EXERCISE =>
Count the rows below that contain the word "plant" and reply with only that number.
╭─ LISTING
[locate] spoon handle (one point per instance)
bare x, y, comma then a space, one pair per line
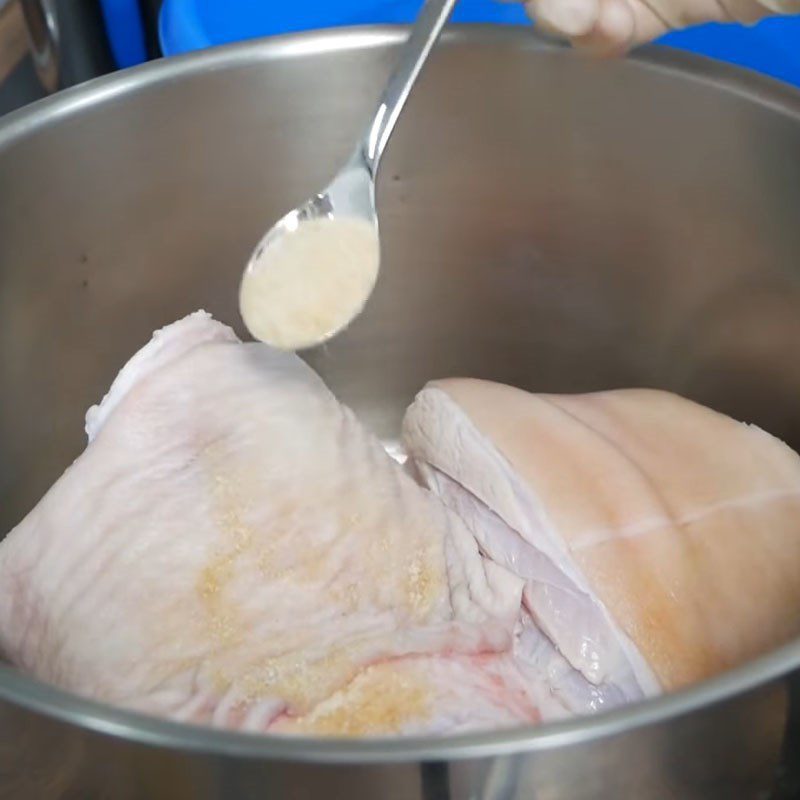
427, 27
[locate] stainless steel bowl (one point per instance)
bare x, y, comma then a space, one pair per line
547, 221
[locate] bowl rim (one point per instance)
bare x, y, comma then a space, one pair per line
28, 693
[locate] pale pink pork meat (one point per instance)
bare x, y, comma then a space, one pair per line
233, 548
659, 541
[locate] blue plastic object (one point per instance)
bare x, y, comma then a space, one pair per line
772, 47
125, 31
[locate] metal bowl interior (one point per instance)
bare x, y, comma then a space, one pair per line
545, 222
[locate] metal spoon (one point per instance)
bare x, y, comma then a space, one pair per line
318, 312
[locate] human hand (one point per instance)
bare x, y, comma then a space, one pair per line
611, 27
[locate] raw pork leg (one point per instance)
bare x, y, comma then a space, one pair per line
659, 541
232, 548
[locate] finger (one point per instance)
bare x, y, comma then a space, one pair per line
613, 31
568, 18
╰─
╭─ LISTING
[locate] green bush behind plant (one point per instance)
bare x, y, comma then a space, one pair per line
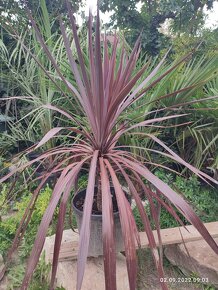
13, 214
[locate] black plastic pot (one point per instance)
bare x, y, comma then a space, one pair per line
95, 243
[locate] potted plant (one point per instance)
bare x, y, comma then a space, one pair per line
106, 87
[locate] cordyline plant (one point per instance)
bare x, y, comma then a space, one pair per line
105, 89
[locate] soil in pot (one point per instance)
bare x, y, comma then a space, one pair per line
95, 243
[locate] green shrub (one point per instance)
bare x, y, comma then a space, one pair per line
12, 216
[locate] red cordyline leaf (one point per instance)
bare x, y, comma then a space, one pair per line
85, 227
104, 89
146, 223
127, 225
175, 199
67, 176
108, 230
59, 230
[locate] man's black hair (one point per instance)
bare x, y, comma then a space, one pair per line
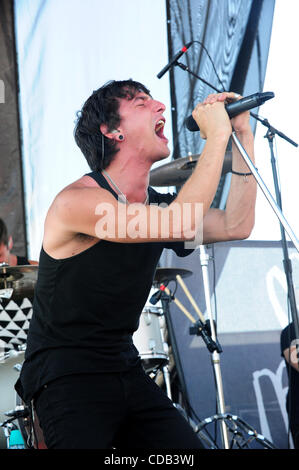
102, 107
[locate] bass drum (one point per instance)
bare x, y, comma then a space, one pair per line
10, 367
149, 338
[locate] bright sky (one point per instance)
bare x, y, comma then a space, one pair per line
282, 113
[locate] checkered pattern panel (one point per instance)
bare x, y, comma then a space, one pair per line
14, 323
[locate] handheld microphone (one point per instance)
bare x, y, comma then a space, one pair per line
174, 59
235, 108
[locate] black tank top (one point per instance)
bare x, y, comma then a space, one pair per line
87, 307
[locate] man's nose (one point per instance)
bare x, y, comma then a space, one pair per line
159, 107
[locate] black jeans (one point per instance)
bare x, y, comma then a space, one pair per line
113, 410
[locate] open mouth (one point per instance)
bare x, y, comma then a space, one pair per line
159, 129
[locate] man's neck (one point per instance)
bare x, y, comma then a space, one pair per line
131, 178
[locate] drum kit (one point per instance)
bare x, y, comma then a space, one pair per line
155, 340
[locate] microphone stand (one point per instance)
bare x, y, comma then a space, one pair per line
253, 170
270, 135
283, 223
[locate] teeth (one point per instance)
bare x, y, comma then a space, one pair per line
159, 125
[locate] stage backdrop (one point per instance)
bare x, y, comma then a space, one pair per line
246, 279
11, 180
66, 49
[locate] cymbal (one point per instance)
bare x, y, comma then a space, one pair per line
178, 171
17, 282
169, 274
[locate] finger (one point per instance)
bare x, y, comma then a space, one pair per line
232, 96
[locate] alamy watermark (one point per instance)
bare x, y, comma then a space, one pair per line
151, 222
╰─
REPLY TO THE TASK =>
3